*LIST OF TASKS*:
a. Answer these from the page on the hyper Steinmetz problem, one per line:
(i) What level is the problem listed at?
(ii) What side length does the hypercube in the Monte Carlo approach have?
(iii) How many random points does the code generate?
b. In the page on the hyper Steinmetz problem, why is Volume_ref set to 2.0**4.0, and how does the method use that value? Answer in one to three sentences.
c. Update the page on the hyper Steinmetz problem from "Geometry Level 4" to "boundary of $W$ .", changing "region" to "set".

*PAGE TEXT*:
****
Steinmetz has gone hyper

Geometry Level 4

Find the 4-volume of the region $W$ in $\mathbb{R}^4$ defined by $x^2+y^2+z^2\leq 1$ and $y^2+z^2+w^2\leq 1$ .

Bonus: Find the "surface area" of $W$ , that is, the 3-volume of the boundary of $W$ .

\frac{\pi}{2}

\pi^2

3\pi

\pi

None of the others

2\pi

3 solutions

Steven Chase
Dec 31, 2018

Here's the Monte Carlo again. Randomly and uniformly generate points within a 4D hypercube of side length 2. Keep a count of the total number of points within the hypercube, as well as the number of points within the hypercube AND within the two regions. The volume within the two regions is equal to the volume of the hypercube multiplied by the ratio of the two counts. The volume turns out to be $2 \pi$

import math
import random

N = 10**6   # Number of random points generated within hypercube

count = 0   # Number inside hypercube AND inside both regions

Volume_ref = 2.0**4.0  # Volume of hypercube of side length 2

for j in range(0,N):    # Generate points randomly and uniformly
                        # within hypercube
    x = random.uniform(-1.0,1.0)
    y = random.uniform(-1.0,1.0)
    z = random.uniform(-1.0,1.0)
    w = random.uniform(-1.0,1.0)
****
*RECORDS SHOWN*:
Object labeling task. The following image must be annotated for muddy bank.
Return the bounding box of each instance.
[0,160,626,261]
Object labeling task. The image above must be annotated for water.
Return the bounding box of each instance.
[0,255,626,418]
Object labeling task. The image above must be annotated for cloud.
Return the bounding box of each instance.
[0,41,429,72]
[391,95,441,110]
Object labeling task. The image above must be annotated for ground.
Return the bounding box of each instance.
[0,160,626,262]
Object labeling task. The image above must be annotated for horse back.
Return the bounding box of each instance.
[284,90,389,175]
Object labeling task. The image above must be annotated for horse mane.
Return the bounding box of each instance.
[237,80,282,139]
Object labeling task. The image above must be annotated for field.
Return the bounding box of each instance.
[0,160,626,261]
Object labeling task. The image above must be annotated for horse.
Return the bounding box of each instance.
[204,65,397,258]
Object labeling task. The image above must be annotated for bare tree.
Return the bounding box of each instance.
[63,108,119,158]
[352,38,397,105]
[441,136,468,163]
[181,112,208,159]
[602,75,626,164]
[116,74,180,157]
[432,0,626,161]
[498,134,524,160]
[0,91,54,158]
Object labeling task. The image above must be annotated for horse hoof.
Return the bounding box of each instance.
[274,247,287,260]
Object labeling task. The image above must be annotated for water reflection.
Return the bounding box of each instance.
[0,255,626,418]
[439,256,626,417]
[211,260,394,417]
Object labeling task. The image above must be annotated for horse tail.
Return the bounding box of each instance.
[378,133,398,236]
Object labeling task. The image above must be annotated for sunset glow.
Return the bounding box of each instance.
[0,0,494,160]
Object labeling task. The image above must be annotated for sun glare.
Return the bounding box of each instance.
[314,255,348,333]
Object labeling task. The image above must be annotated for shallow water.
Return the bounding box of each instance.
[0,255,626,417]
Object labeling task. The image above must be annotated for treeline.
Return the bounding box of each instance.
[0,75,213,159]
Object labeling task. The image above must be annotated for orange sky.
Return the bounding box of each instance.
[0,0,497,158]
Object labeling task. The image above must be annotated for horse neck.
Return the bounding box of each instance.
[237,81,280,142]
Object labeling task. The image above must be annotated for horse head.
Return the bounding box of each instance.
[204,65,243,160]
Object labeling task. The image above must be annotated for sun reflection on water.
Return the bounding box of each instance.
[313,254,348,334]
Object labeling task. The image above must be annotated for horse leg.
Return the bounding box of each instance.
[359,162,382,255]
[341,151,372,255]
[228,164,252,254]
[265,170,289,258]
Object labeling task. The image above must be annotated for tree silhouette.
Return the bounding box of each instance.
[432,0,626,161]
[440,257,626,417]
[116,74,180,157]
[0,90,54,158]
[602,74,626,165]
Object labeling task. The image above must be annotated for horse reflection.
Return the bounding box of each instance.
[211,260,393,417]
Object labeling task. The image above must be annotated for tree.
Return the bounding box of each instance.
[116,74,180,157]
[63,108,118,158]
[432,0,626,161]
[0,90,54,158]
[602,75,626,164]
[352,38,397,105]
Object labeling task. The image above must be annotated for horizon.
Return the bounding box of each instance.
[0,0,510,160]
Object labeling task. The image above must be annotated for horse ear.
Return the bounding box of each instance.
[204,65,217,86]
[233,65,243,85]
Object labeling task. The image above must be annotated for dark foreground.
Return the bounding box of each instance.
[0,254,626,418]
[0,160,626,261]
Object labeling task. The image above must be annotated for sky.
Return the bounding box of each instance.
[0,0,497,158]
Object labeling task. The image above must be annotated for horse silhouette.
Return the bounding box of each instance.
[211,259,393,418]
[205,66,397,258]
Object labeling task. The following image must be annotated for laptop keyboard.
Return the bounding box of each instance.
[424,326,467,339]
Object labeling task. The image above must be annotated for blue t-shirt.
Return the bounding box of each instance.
****
*EXPECTED RESULTS*:
a.
(i) Geometry Level 4
(ii) 2
(iii) 10**6 (one million)

b. Volume_ref is the 4-volume of the hypercube of side length 2 in which the points are generated. The volume within the two regions is found by multiplying this hypercube volume by the ratio of the count of points inside both regions to the total count of points.

c.
Geometry Level 4

Find the 4-volume of the set $W$ in $\mathbb{R}^4$ defined by $x^2+y^2+z^2\leq 1$ and $y^2+z^2+w^2\leq 1$ .

Bonus: Find the "surface area" of $W$ , that is, the 3-volume of the boundary of $W$ .